--- Provided text Enclosed Below ---
AI-ToolLab: LLM API Access

Overview

Members of Goethe University can obtain OpenAI-compatible API access to various Large Language Models (LLMs) via the AI-ToolLab.

This service enables experimental access to AI technologies in a protected environment and is provided by studiumdigitale.

Features

OpenAI-compatible API:
Easy integration into existing applications
Free use:
For Goethe University employees (under fair use conditions; restrictions may apply to paid models)
Access to 35+ models:
- various sizes, providers, and hosting locations
- Language models (LLMs) such as OpenAI GPT-4o, Llama 3.3, Qwen2.5
- Code models (Code-LLMs) such as Qwen2.5 Coder, CodeLlama

🔑 Requesting API Access

To gain access to the LLM API, you must complete the following steps

Meet the requirements:
- You must:
  - have a valid HRZ account
  - have successfully completed the training on the critical use of AI (according to the EU AI Act)
- If you are already using a service of the AI ToolLab, you have already completed this step.
Submit a request:
- Send an email to:
  ai-toollab@studiumdigitale.uni-frankfurt.de
- Send us:
  - Your HRZ username
  - The link to your Moodle badge as proof of completing the AI training
Account creation:
- After successful verification, we will create your API account
- You will receive an email with your individual access data

Notes on the
Training on the Critical Use of AI

You can find the training here 📖
Log in with:
- follow the instructions for login to log in with your HRZ account or create a new account.
Enroll in the course
To complete the course, you must successfully complete all learning units
Once you have completed the course, you will receive a badge on Moodle confirming completion

Privacy policy and terms of use

By applying for an API account, you agree to the following measures:

Account creation:
- We will create an account for you in the “LiteLLM” platform hosted by us at GU.
  - For this purpose, we store your HRZ username and email address in the platform and link your account to this data.
  - This is done for the purpose of recognition, any necessary contact, and, if applicable, for billing purposes

API usage:
- When using the API, statistical data is collected about each API call.
  - This includes the exact API endpoint, the time of the request, the input and output token amount, and whether the request was successful or triggered an error.
  - This is done for error analysis and, in the future, possibly for billing purposes.
- At no time do we store the prompts, or other data that you transmit within the requests.

Billing:
- Currently, the offer is completely free of charge. You don’t have to worry about any costs and can freely test the service in this introductory phase.
--- End of Enclosed Provided text ---
--- Information Enclosed Below ---
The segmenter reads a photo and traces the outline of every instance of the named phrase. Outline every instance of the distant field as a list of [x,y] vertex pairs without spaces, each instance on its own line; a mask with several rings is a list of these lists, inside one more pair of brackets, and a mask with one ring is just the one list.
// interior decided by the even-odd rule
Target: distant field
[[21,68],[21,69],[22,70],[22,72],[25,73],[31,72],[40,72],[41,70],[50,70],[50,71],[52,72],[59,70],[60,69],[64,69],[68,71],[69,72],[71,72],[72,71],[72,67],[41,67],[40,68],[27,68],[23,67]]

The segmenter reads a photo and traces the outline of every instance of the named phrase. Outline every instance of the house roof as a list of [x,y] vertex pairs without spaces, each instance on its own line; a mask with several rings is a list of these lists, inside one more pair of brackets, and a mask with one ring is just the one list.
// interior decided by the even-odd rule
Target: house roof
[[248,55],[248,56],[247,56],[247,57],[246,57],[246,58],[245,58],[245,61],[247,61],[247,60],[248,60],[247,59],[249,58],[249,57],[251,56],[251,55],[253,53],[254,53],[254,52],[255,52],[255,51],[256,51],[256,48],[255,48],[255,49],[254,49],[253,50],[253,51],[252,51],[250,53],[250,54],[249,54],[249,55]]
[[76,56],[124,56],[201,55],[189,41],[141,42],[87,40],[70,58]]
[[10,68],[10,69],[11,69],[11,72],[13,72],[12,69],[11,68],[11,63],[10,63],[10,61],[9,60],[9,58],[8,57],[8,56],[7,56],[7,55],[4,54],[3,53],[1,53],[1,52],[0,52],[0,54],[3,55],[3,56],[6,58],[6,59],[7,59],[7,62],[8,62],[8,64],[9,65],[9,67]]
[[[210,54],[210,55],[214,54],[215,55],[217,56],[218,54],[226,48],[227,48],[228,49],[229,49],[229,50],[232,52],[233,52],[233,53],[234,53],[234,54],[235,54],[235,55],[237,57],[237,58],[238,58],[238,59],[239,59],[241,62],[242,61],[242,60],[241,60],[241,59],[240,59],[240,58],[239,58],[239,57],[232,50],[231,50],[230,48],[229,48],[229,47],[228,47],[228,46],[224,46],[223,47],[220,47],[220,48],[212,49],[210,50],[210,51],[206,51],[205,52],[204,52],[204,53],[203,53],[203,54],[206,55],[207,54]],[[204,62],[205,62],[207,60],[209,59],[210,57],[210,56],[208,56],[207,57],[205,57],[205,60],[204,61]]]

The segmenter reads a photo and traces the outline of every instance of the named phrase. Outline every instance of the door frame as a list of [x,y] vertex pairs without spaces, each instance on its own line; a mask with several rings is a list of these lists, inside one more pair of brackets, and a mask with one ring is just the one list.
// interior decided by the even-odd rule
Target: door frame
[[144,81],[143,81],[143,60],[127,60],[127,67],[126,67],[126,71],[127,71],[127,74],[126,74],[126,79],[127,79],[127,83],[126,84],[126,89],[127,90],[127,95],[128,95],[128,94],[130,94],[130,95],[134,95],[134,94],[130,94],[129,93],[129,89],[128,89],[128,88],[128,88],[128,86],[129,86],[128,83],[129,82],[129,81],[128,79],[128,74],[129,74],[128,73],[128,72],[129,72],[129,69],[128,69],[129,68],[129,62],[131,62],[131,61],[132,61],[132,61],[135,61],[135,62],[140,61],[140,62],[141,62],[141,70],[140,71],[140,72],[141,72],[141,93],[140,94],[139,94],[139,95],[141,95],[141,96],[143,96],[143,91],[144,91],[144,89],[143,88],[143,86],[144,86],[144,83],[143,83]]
--- End of Enclosed Information ---
Task details: Write the next part of the AI-ToolLab page on LLM API access, picking up after its last sentence on billing.

Response:
- You start with a €50 budget, and when this is used up, your access to the API will be restricted, so you don’t have to worry about any costs.
- See “Note: Budget for the use of paid models” for more information

Further Information about the Offer

General Information

Endpoints

We use LiteLLM as an API gateway to provide an OpenAI-compatible interface.
The endpoints are as follows:

Azure-compatible:
https://litellm.s.studiumdigitale.uni-frankfurt.de/

OpenAI-compatible:
https://litellm.s.studiumdigitale.uni-frankfurt.de/v1/

Authentication

For API access, you need an individual API key, which will be provided to you after the request.

You can use this key in combination with the endpoint URL in your API requests.

Available Models

The API currently provides access to 35 different models from three hosting categories.

In principle, the offer includes a mix of commercial and open-source models, optimized in various sizes and for different use cases.

The following models are currently available:

🇪🇺 Azure OpenAI (EU Data Zone)

Hosting: Microsoft Azure in the EU
Costs: Paid (budget-based)

The GU uses the Azure OpenAI Service in the EU Data Zone to provide access to commercial models from OpenAI. These models are generally powerful and offer a wide range of functions.

Models:

`gpt-4o`	OpenAI’s GPT-4o model
`gpt-4o-mini`	Compact GPT-4o version
`o3-mini`	Latest O3-Mini model
`text-embedding-3-large`	Embedding model

🇩🇪 GWDG/KissKI

Hosting: in Germany at the GWDG via the KissKI project and their service chat-ai.academiccloud.de
Costs: Free under fair use conditions

Through the cooperation with GWDG and KissKI, we can offer a variety of open-source and commercial models. These models are hosted locally in Germany and offer high availability.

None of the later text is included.